=== Supplied records ===

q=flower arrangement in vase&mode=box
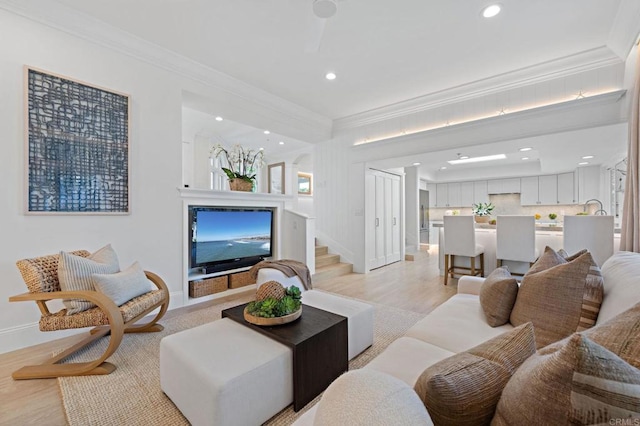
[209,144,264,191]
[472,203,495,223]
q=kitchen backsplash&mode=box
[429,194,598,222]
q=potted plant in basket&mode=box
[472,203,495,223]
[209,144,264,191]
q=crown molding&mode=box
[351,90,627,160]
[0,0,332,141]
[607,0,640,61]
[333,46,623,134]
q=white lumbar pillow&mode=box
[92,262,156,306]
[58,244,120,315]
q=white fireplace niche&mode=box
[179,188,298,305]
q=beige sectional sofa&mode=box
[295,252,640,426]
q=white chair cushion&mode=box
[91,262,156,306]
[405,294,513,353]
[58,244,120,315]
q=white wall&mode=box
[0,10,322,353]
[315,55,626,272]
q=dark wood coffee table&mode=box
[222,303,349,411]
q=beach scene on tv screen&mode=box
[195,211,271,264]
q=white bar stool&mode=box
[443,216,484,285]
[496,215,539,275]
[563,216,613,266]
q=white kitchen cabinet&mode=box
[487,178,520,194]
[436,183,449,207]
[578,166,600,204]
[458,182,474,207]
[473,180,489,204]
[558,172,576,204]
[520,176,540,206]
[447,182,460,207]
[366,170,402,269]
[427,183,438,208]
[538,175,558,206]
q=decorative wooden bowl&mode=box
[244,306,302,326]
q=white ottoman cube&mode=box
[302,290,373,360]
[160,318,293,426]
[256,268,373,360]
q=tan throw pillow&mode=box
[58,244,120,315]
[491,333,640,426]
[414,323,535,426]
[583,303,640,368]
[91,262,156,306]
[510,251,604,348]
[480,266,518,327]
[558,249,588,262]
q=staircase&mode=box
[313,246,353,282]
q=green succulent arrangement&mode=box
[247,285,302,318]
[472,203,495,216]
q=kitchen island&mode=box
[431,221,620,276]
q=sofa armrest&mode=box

===

Lay out every line of the records above as a numbered list, omitting any blank lines. Leave the pictures out of your answer.

1. q=flower arrangement in vase&mode=box
2. [209,144,264,191]
3. [472,203,495,223]
4. q=kitchen backsplash&mode=box
5. [429,194,598,222]
6. q=potted plant in basket&mode=box
7. [472,203,495,223]
8. [209,144,264,191]
9. q=crown molding&mode=box
10. [351,90,627,160]
11. [0,0,332,141]
12. [607,0,640,61]
13. [333,46,623,134]
14. q=white lumbar pillow&mode=box
15. [92,262,156,306]
16. [58,244,120,315]
17. q=white fireplace niche&mode=box
18. [179,188,298,305]
19. q=beige sectional sofa&mode=box
20. [295,252,640,426]
21. q=white chair cushion&mode=box
22. [91,262,156,306]
23. [405,294,513,353]
24. [58,244,120,315]
25. q=white wall&mode=box
26. [0,10,322,353]
27. [315,55,626,272]
28. q=dark wood coffee table&mode=box
29. [222,303,349,411]
30. q=beach scene on tv screen&mode=box
31. [195,211,271,264]
32. q=white bar stool&mode=box
33. [443,216,484,285]
34. [496,215,539,275]
35. [563,216,613,266]
36. q=white kitchen cabinet&mode=box
37. [487,178,520,194]
38. [436,183,449,207]
39. [578,166,600,204]
40. [458,182,474,207]
41. [473,180,489,204]
42. [558,172,576,204]
43. [520,176,540,206]
44. [447,182,460,207]
45. [366,170,402,269]
46. [427,183,438,208]
47. [538,175,558,206]
48. q=decorative wooden bowl&mode=box
49. [244,306,302,326]
50. q=white ottoman cube&mode=box
51. [302,290,373,360]
52. [160,318,293,426]
53. [256,268,373,360]
54. q=tan throw pillow&mode=box
55. [58,244,120,315]
56. [491,333,640,426]
57. [414,323,535,426]
58. [583,303,640,368]
59. [91,262,156,306]
60. [510,251,604,348]
61. [480,266,518,327]
62. [558,249,588,262]
63. q=staircase&mode=box
64. [313,246,353,282]
65. q=green succulent arrangement&mode=box
66. [247,285,302,318]
67. [472,203,495,216]
68. q=kitchen island&mode=box
69. [431,221,620,276]
70. q=sofa armrest&mode=box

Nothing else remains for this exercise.